§ **Objectif**: Écrivez la suite de l'extrait sur les femmes à la tête de l'extrême droite, en reprenant juste après sa dernière phrase.

---- Extrait choisi

Comment expliquer le nombre croissant de femmes parmi les leaders de l’extrême droite aujourd’hui – des femmes, qui plus est, indépendantes, parfois sans enfant ou même lesbiennes ?

Le paradoxe est que nous vivons dans des sociétés où l’égalité hommes-femmes a progressé sous l’effet de traités internationaux ou de directives européennes. La plupart de ces leaders d’extrême droite sont nées au début des années 1970, ou à la fin des années 1960 pour les plus âgées. Ces femmes ont donc grandi dans cet horizon égalitaire et ont bénéficié de l’application de ces normes d’égalité dans le champ politique, avec les lois sur la parité dès les années 2000, renforcées, en France, sous François Hollande. Les partis ont été obligés de faire de la place aux femmes, sous peine de sanctions financières ou de ne pas être en mesure de déposer de listes. En 2014, quand le Rassemblement Bleu Marine commence à leur ouvrir ses portes, certaines jeunes femmes de droite n’hésitent pas longtemps entre la droite classique, l’UMP de Nicolas Sarkozy, qui a perdu l’élection présidentielle de 2012, et cette extrême droite qui se police, qui change d’incarnation et qui, par ailleurs, leur promet une ascension vertigineuse dans l’appareil politique.

Il y a donc une forme d’opportunisme chez ces personnes ?

Tout à fait. Il est d’ailleurs très bien incarné, outre-Rhin, par la leader de l’AfD, Alice Weidel. C’est un opportunisme qui va néanmoins favoriser des femmes qui n’ont pas envie d’être reléguées au second plan. Là encore, on retrouve le socle de l’idéologie d’extrême droite : puisque nous ne sommes pas toutes et tous égaux, il est normal que des femmes d’élite puissent incarner le pouvoir à condition qu’elles demeurent minoritaires. Le projet d’émancipation n’est pas destiné à toutes les femmes, mais à certaines uniquement, notamment les héritières. Marine Le Pen, qui s’est bien gardée de jouer la carte de la féminité durant toute la construction de sa carrière politique, est avant tout la fille de Jean-Marie Le Pen.

--------
---- Données fournies

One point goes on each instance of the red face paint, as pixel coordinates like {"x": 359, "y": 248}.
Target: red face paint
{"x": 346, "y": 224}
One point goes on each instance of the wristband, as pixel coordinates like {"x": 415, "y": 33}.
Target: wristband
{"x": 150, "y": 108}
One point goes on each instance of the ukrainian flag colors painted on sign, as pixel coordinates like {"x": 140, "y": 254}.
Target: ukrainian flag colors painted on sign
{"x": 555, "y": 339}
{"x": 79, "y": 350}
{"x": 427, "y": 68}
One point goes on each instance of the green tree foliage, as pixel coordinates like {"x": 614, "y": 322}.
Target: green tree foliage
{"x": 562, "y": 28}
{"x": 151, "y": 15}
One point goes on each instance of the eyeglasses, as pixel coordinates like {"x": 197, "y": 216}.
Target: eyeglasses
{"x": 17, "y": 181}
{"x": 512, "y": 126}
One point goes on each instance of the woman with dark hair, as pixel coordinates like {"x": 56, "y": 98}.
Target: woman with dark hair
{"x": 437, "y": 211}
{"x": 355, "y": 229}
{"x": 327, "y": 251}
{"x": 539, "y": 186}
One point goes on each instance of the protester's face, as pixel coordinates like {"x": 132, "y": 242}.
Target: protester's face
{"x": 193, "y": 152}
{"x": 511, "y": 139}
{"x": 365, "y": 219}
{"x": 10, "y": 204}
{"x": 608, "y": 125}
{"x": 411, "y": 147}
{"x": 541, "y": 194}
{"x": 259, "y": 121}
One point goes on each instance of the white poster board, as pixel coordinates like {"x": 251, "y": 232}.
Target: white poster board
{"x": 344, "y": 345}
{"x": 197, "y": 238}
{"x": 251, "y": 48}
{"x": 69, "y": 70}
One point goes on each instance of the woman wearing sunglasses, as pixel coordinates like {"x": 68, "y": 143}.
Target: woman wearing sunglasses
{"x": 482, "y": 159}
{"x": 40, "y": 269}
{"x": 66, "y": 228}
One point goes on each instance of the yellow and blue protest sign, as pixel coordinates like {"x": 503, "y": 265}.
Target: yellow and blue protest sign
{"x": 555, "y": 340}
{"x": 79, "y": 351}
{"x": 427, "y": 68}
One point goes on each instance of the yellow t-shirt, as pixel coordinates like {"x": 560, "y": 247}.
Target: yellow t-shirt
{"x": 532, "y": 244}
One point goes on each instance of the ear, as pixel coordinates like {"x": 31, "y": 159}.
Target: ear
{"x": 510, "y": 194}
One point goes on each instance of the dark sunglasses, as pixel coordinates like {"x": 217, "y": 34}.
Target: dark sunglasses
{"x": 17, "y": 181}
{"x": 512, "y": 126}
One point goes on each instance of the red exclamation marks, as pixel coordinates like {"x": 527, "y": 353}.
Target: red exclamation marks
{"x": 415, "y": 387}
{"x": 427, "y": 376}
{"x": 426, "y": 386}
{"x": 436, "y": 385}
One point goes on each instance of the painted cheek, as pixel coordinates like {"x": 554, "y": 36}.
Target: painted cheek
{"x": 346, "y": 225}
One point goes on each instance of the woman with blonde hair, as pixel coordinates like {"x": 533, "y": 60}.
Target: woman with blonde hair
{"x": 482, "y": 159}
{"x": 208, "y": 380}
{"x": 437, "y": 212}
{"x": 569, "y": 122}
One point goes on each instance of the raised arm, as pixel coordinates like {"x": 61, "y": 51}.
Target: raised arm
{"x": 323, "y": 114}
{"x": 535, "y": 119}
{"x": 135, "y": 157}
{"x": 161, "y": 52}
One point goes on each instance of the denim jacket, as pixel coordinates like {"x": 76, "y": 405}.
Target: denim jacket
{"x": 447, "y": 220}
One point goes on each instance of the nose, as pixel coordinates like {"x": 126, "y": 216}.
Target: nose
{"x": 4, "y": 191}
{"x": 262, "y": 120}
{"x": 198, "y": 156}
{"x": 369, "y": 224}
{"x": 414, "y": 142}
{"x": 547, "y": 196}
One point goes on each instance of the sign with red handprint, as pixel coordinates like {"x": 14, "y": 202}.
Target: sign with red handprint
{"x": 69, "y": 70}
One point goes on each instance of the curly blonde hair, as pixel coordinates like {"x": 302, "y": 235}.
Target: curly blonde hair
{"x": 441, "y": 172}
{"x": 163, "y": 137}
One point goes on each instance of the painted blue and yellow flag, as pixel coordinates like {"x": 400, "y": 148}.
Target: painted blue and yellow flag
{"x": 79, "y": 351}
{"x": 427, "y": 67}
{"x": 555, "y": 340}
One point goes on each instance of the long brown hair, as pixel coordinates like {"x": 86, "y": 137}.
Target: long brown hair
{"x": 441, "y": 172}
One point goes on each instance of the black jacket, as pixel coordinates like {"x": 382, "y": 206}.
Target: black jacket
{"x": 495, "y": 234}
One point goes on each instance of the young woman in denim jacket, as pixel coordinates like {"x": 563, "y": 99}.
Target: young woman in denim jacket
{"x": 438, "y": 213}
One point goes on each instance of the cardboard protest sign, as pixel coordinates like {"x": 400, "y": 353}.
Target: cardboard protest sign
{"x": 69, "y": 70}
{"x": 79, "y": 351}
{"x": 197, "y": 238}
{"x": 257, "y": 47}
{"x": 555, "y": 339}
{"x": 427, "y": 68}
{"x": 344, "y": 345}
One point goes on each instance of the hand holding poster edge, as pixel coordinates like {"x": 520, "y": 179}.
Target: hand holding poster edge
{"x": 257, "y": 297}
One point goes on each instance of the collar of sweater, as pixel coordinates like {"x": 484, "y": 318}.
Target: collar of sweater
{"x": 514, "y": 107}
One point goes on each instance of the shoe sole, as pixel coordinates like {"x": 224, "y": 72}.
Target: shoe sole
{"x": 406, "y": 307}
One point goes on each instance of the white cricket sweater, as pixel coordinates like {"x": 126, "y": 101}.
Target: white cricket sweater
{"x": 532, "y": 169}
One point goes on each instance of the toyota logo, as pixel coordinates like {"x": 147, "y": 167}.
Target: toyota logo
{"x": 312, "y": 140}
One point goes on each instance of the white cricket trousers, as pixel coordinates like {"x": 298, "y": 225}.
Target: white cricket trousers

--------

§ **Résultat**:
Le militantisme féminin contre les féministes est-il encore marginal en Europe ?

Oui. Il est très marginal, mais il est très visible dans le champ médiatique et sur les réseaux sociaux. Il reste difficile à quantifier parce que peu d’enquêtes ethnographiques ont été menées sur ces groupes, mais on peut estimer, à travers différents indices, que le noyau dur du Collectif Némésis, par exemple, est composé d’une trentaine de personnes, dont la fondatrice, Alice Cordier. Les militantes arrivent à rassembler 30 à 80 personnes lors de grosses actions. Elles bénéficient d’appuis financiers et médiatiques solides. L’activisme de certaines influenceuses renforce cette visibilité. Ainsi, Thaïs d’Escufon, porte-parole de Génération identitaire dans les années 2020-2021, s’est tournée vers le coaching en masculinité et le développement personnel. Elle ne s’adresse plus aux femmes et privilégie un discours explicitement antiféministe.

Ce rôle des femmes dans les mouvements d’extrême droite est-il nouveau ?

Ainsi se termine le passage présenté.